(DOCUMENT EXTRACT):
★ ★ ★ ★ ★ ★ ★

Gao is also actively involved in the planning and delivery of Ohio Grape and Wine Conference. This two-day program is a joint effort between The Ohio State University and the Ohio Grape Industries Program or Committee (OGIC), and draws a large audience from the grape and wine industry. According to a 2016 economic impact study commissioned by OGIC, Ohio’s grape and wine industry has a significant impact of $1.3 billion on the state’s economy annually, is the 6th largest wine producer in the country, and produces and sells 1.2 million gallons or more than a half-million cases of wine. The industry also boasts more than 270 wineries, 8,067 full-time jobs. See findohiowines.com/about-ohio-wineries/economic-impact/ for more information.
Container Berry Production Project Funded by USDA Through Ohio DOA
This project was completed in 2018. Trialed were production techniques of blackberries, blueberries and raspberries in containers. After three years of hard work, Gao is happy to report that berry production in containers can be a viable option in Ohio.

★ ★ ★ ★ ★ ★ ★

(EXTRACTED DATA):
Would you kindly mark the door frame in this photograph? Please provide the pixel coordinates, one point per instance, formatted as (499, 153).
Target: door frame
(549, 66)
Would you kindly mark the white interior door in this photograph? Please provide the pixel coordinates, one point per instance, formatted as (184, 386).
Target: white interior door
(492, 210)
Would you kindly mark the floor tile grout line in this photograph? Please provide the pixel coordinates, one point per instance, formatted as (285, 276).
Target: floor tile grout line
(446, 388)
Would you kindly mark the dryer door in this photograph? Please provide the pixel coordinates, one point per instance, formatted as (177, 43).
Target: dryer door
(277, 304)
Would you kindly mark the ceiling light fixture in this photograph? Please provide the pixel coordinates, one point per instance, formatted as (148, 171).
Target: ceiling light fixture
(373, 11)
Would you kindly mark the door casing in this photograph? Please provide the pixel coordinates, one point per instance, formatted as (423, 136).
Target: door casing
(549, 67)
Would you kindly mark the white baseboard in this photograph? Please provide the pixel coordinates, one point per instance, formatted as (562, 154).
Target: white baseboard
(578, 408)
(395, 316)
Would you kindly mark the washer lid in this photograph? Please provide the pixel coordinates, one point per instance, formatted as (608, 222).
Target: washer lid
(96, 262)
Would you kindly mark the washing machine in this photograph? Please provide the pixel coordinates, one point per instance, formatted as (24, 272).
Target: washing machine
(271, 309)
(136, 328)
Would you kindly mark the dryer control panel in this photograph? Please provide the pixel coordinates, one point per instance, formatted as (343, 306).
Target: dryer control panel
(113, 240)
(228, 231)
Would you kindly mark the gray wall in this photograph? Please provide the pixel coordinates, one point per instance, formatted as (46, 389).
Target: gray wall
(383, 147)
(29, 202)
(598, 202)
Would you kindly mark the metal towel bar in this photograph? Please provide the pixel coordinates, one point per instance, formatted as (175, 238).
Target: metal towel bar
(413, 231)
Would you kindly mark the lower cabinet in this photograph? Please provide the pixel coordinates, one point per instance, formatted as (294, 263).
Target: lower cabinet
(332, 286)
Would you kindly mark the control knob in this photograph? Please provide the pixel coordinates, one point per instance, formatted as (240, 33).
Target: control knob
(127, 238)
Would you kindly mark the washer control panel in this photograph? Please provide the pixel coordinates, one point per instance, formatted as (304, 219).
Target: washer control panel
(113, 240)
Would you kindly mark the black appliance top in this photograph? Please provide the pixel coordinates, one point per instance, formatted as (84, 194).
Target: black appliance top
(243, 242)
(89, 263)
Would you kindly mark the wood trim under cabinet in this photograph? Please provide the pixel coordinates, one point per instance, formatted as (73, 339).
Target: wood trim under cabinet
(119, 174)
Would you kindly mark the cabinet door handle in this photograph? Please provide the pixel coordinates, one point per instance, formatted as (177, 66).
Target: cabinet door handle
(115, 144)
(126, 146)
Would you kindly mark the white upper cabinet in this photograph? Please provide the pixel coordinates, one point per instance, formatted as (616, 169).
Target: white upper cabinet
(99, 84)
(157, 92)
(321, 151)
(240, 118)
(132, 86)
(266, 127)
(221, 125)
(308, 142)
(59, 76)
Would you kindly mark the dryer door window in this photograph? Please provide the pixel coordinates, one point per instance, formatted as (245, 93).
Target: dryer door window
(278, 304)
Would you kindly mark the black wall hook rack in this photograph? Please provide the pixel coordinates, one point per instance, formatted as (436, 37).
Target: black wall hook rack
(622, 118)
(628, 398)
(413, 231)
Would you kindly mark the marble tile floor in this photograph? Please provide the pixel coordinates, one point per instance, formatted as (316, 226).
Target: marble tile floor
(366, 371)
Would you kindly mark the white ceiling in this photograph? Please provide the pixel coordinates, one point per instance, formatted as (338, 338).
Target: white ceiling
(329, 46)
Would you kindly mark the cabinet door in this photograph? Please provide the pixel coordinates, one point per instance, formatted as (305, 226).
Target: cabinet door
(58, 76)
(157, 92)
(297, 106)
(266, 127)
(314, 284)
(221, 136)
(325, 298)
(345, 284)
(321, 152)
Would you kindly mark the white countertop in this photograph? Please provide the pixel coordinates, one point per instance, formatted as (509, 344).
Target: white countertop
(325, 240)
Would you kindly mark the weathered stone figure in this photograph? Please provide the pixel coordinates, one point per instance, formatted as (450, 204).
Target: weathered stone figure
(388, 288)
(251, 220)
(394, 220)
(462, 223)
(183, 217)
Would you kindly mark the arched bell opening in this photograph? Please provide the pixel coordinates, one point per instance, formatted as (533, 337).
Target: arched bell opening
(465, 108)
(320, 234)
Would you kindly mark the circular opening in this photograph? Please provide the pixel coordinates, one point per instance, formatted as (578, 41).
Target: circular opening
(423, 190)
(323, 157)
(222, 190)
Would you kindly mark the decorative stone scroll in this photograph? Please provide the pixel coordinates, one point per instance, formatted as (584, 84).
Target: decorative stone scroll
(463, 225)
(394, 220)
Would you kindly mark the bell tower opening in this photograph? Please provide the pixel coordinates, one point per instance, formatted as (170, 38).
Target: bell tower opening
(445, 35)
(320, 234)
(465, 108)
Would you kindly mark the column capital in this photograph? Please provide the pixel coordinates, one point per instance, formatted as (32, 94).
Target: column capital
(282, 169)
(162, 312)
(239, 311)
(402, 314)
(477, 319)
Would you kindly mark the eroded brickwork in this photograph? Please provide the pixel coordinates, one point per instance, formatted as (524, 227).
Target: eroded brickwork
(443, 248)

★ ★ ★ ★ ★ ★ ★

(REQUIRED WORK):
(1) Return the portion of the Ohio grape and berry passage between "Gao is also" and "for more information.", inclusive, with the wording unchanged.
(2) Resume the passage on Ohio grape and berry work, beginning after its last sentence.

(ANSWERS BY TASK):
(1)
Gao is also actively involved in the planning and delivery of Ohio Grape and Wine Conference. This two-day program is a joint effort between The Ohio State University and the Ohio Grape Industries Program or Committee (OGIC), and draws a large audience from the grape and wine industry. According to a 2016 economic impact study commissioned by OGIC, Ohio’s grape and wine industry has a significant impact of $1.3 billion on the state’s economy annually, is the 6th largest wine producer in the country, and produces and sells 1.2 million gallons or more than a half-million cases of wine. The industry also boasts more than 270 wineries, 8,067 full-time jobs. See findohiowines.com/about-ohio-wineries/economic-impact/ for more information.

(2)
The best crop for growers, who do not have acidic soil, to try is blueberries. That pretty much encompasses the entire state, as Ohio rarely sees a soil pH of 4.5. Growers in northwest Ohio may find blueberry a viable crop to grow for the first time ever, if they grow in containers.
The recommended container size is 10 gallons, and are round and square ones. The substrate used was 100% aged loblolly pine bark, a byproduct of the paper industry. Growers could also add up to 30% of peat moss to the mix. There are also commercial mixes available. Fertilizers were a combination of slow release fertilizers with micronutrients. Nutrients can be incorporated or injected with drip tubes. Acid injection to irrigation water will be a necessity if the alkalinity level is high. The containers can be “buried” into raised beds for winter protection of the roots. “The blueberry bushes could live in the containers for many years,” explained Gao. “It is hard to tell exactly how many right now. I am hoping for at least 15 years in 10 gallon containers.”
Grafted Blueberry Tree Project (Department of Agriculture and USDA)
Sparkleberry (Vaccinium arboretum) is a large shrub or a small tree and can be used as a rootstock for greater adaptability of alkaline soils. The added benefit is that blueberry bushes grafted onto the sparkleberries can turn into a small tree for ease of machine harvest. Homeowners may plant them as small ornamental trees for beautiful white colors in spring, tasty fruits in June or July and red fall color.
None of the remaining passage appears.